── BRANO FORNITO

Sono ormai sette anni che sono a Milano.
La scelta di vivere lì è stata legata al voler fare musica?
No, no. E’ venuta dopo la musica. Ho fatto una scuola di grafica a Milano, perché volevo cambiare vita... Facevo il magazziniere a Fidenza, e volevo cambiare vita.
E comunque a Milano c’è una bella scena musicale. A Fidenza immagino che non ci sia.
Sì sì, esatto. E infatti lì è stato molto bello anche, perché appunto, ho cominciato a capire che si potevano fare delle cose, si potevano muovere delle cose... Ma è stato in realtà un incontro con la città molto “umano”, cosa che non mi aspettavo. Ho trovato anche molta gente che ad esempio mi ha dato una mano con la musica. Nel senso che io sono arrivato a Milano e mi sono registrato un “demino” che comunque, lo tenevo lì in casa. Poi insomma, ho conosciuto gente che poi per caso ho scoperto che magari scriveva su qualche giornale, loro per caso hanno scoperto che io suonavo, gli ho dato il disco e... E’ gente che mi ha aiutato, ma "aiutato" non nel senso mafioso del termine, nel senso: “ah ma sai che c’è quel locale là...” (poi io ero appena arrivato a Milano), “c’è quel locale là che secondo me ti fa suonare... non pagano, però puoi andare a suonare, dài, ti veniamo a vedere”. Insomma, così pian piano ho cominciato, e ho trovato veramente un ambiente bello vivo, di gente anche vogliosa di conoscere cose nuove e che quando ti poteva aiutare ti aiutava. Ma anche gli stessi artisti. Quando ho conosciuto Bugo, ad esempio... mi ha telefonato e m’ha detto: “verresti ad aprirmi il concerto? Perché mi hanno parlato bene di te...”

────
── ESTRATTI DEI RECORD

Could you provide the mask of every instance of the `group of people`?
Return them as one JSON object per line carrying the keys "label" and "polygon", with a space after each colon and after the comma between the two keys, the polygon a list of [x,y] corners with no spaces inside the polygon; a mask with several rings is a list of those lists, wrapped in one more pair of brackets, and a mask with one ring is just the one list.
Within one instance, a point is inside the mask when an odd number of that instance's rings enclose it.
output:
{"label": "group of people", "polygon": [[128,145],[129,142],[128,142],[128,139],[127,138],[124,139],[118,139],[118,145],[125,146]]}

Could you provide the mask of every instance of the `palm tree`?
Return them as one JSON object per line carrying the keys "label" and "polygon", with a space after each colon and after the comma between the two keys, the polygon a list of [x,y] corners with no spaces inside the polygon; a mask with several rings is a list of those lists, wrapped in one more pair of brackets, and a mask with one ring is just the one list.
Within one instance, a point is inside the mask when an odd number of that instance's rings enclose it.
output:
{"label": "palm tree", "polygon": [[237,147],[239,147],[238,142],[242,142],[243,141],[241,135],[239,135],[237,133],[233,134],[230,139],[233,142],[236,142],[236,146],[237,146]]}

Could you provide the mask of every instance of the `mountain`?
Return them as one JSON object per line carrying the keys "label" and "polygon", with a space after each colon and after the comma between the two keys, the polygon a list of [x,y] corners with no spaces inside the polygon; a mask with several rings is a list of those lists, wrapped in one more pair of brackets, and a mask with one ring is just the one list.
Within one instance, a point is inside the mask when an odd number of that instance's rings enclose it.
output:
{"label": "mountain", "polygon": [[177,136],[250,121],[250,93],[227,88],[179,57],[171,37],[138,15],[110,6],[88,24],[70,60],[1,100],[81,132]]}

────

- PROBLEMI DA RISOLVERE
[A] Duplica dall'intervista il tratto che inizia con le parole "La scelta di" e si chiude dopo "e volevo cambiare vita.".
[B] Elenca tutti i nomi propri di luogo o di persona presenti nell'intervista, senza ripetizioni.
[C] Riassumi l'intervista in due frasi.

- INSIEME DI RISPOSTE
[A]
La scelta di vivere lì è stata legata al voler fare musica?
No, no. E’ venuta dopo la musica. Ho fatto una scuola di grafica a Milano, perché volevo cambiare vita... Facevo il magazziniere a Fidenza, e volevo cambiare vita.

[B] Milano, Fidenza, Bugo

[C] L'intervistato vive a Milano da sette anni e ci è arrivato non per la musica ma per frequentare una scuola di grafica, volendo cambiare vita dopo aver fatto il magazziniere a Fidenza. A Milano ha trovato un ambiente umano e vivo, con persone e artisti, come Bugo, che lo hanno aiutato a cominciare a suonare.